* Records for the task:
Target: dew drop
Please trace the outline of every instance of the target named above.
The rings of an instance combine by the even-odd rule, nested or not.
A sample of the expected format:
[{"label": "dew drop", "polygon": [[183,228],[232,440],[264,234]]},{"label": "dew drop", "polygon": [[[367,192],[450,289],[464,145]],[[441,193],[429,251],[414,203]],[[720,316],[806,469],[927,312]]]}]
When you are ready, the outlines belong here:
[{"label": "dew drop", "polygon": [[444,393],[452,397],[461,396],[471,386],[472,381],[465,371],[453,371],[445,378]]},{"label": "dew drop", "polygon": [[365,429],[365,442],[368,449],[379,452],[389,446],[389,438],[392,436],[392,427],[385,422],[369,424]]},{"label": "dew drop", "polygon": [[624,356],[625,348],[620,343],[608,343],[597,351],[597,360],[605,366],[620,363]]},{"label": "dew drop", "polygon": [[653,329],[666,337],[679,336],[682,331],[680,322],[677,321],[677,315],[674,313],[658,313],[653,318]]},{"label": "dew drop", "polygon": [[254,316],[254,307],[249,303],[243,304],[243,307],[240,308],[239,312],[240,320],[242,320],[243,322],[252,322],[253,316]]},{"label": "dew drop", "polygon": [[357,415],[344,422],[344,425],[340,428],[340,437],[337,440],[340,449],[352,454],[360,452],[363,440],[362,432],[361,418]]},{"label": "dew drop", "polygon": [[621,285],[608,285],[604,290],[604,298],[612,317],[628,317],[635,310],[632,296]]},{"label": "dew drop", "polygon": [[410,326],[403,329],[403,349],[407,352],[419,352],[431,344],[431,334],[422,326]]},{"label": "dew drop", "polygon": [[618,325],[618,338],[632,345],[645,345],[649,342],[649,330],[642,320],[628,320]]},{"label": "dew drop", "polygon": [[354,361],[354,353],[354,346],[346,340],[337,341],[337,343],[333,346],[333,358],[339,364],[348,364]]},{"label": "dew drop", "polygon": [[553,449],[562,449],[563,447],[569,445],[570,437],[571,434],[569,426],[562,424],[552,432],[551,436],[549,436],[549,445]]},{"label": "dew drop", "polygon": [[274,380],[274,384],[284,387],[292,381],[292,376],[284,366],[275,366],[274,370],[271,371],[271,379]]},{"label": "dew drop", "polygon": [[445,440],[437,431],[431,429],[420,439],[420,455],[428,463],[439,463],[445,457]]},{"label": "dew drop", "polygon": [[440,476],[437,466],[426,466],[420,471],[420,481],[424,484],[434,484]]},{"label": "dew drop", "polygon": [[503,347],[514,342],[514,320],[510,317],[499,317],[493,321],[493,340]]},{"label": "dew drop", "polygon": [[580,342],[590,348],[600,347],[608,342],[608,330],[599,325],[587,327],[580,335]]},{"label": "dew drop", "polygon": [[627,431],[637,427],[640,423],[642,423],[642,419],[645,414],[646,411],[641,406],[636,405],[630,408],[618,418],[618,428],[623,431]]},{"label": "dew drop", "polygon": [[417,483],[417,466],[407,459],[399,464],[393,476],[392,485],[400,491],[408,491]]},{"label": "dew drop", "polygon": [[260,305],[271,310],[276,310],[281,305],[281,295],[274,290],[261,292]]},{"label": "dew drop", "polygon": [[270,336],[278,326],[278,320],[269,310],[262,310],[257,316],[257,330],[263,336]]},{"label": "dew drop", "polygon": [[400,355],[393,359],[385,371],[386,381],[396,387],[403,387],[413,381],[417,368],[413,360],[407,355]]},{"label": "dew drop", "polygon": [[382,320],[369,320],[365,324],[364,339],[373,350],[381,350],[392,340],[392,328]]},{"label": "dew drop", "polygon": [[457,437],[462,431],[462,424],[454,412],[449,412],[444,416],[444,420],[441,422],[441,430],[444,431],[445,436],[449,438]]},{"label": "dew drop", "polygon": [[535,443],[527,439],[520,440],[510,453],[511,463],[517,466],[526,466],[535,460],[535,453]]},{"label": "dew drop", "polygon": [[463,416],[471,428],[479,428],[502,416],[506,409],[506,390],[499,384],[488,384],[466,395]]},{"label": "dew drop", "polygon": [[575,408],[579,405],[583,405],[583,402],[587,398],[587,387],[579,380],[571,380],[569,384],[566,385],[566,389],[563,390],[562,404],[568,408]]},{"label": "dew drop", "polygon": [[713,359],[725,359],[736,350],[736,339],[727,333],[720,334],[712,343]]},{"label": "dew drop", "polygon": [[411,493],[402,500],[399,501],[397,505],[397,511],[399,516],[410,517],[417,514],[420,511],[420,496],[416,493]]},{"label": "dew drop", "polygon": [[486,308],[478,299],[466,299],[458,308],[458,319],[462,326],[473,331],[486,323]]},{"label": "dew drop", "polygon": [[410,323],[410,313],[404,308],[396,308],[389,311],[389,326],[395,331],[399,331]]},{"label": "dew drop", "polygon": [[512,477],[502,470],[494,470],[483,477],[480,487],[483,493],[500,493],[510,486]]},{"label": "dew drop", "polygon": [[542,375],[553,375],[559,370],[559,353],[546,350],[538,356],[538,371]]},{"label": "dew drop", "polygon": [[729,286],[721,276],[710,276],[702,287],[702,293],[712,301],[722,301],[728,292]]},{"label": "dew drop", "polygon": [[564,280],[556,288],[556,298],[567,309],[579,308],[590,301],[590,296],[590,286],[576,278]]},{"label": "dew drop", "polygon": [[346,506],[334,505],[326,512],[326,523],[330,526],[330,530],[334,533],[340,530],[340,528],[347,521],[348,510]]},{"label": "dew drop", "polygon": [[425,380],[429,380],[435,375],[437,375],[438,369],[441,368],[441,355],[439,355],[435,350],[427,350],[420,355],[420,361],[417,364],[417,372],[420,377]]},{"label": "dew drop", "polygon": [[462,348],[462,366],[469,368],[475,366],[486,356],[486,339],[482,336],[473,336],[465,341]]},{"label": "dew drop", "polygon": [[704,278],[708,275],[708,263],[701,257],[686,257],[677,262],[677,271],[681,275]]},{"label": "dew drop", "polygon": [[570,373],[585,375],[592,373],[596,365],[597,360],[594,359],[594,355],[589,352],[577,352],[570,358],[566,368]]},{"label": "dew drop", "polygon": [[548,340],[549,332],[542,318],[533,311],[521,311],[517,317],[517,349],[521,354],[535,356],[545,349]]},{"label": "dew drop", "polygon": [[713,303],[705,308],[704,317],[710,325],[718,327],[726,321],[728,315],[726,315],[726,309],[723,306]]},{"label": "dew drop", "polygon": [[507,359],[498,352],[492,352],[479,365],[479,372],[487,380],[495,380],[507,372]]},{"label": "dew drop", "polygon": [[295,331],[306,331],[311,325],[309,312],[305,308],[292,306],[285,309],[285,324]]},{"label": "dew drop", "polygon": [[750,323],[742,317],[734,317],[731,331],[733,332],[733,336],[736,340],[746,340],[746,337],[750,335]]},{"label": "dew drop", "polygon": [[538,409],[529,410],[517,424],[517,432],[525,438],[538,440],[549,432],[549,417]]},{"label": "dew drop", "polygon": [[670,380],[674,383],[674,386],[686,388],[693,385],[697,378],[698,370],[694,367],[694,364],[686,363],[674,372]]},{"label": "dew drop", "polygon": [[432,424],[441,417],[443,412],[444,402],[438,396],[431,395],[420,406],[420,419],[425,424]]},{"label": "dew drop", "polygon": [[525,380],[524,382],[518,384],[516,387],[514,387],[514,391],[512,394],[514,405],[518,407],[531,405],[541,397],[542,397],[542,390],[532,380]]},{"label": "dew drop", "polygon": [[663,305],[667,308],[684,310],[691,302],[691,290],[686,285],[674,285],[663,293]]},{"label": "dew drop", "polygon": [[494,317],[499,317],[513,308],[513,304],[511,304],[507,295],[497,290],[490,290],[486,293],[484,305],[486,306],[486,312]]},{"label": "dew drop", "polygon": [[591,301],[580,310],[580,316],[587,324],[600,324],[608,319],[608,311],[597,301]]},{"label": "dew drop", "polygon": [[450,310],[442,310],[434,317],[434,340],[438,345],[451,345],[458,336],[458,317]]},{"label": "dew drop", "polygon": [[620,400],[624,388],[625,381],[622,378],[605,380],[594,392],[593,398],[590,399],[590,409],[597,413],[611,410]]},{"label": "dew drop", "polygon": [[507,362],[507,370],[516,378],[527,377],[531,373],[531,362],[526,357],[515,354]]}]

* What to work on:
Find how many lines of the listing include the word "instance" and answer with that count by itself.

* Result for this exercise:
2